Opinião

Algumas paixões a gente não explica

01/09/2023 | Tempo de leitura: 3 min

Quando eu era criança acordava ansioso pelo primeiro dia de aula do ano letivo.

Cadernos novos, materiais arrumados e a vontade de fazer diferente aquele ano.

A promessa de estudar mais, a organização com os cadernos. Escrevia com canetas de cores diferentes e grifava os pontos que achava que cairiam na prova.

Admito que com o tempo o zelo ia diminuindo e lá pra agosto a letra era difícil de ler, tudo agora era escrito sem a mescla de cores do início do semestre.

Geralmente preta, de ponta fina.

Sempre fui fascinado por material de papelaria. Lápis de cor, giz de cera e canetas de múltiplas cores. Amava aquele modelo que tinha quatro cores em uma só.

Mas a caneta de ponta fina sempre foi a minha preferida. Sempre achei que a escrita marcava mais no papel, melhor pra ler, deslizava no papel. Era como se meu traço fizesse drift na folha, dando vida aos exercícios de ciências ou aos textos da aula de literatura.

Eu me lembro de um ano, acho que era a sétima série, em que eu pedi ao meu pai pra comprar duas canetas de ponta fina. Ele me perguntou o porquê de duas da mesma cor e eu disse que era porque queria garantir que se uma se perdesse eu ainda teria outra de estepe.

Ele riu, mas consentiu.

Meu pai adorava esse meu fascínio por papelarias, cadernos e grifar frases nos livros de estudo. Acho que ele sempre achou que eu era um garoto mais inteligente por agir assim, sei lá.

A verdade era que meus cadernos tinham desenhos, geralmente de personagens do Dragon Ball, passwords de jogos do Super Nintendo e qualquer outra coisa da minha infância nerd. Mas ele não sabia disso.

Até hoje minha mesa de trabalho é cheia de cadernos, post-it's e lápis e canetas variados. No shopping aqui da cidade tem uma papelaria enorme, é quase como uma Disneylândia pra mim. Uma visita ao parque de diversões.

Uma criança de trinta e três anos que se perde entre cores de marca-texto.

Me sinto um sommelier de tinta de caneta.

Dados registrados:
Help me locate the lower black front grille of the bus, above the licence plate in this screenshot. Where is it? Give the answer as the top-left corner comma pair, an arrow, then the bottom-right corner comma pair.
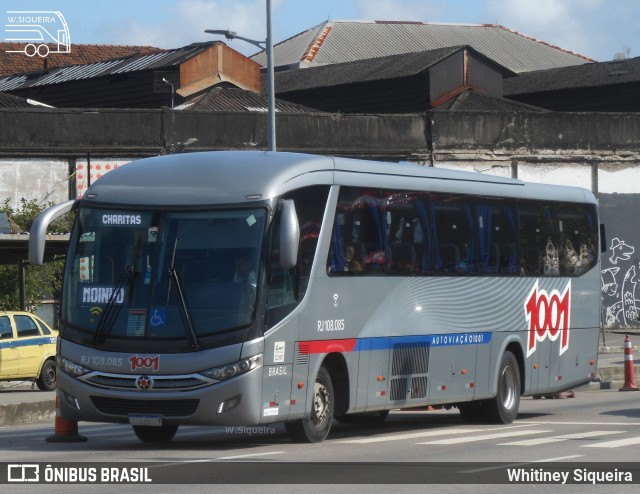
91,396 -> 200,417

Verifique sua compreensão:
[1] No texto sobre a paixão por papelaria, que motivo o narrador deu ao pai para pedir duas canetas de ponta fina da mesma cor?
[2] Prossiga com o texto sobre a paixão por papelaria a partir da última frase.

Respostas das tarefas:
[1] Ele queria garantir que, se uma se perdesse, ainda teria outra de estepe.

[2]
"Essa aqui é levemente afinada e com tons de Bic"

Achei que era coisa de escritor, mas não! É coisa da minha cabeça apenas.

Coloquei até na minha bio do Instagram.

Já é marca registrada. Boa parte dos meus livros foram autografados com canetas assim. Em casa tenho umas dez.

Só pra garantir! Só pra manter o vício!

Já ganhei várias canetas, de cores e pontas variadas. Gostei de algumas, mas é que se não for de ponta fina é como se eu traísse minha escrita.

Relacionamento é confiança, fidelidade.

Sou fiel a caneta de ponta fina. E tem que ser preta!

Relacionamento antigo, desde os tempos de colégio. Não dá pra mudar agora.

Não dá e eu nem quero. Alguns textos que foram escritos a mão ganharam vida pela ponta fina de uma dessas canetas.

Em time que está ganhando não se mexe.

Em uma entrevista que participei dia desses até me perguntaram: "Mas por que caneta preta? E de ponta fina?"

Foi difícil responder, é um relacionamento tão antigo que é mais de sentir, difícil explicar.

Eu ganhei uma caneta de presente de um chefe, era uma caneta metálica, veio em uma caixa aveludada, linda!

Guardo ela até hoje, nunca usei.

Ela não é preta e nem tão pouco de ponta fina.

Algumas paixões a gente não explica...

Jefferson Ribeiro é autor e cronista (jeffribeiroescritor@gmail.com)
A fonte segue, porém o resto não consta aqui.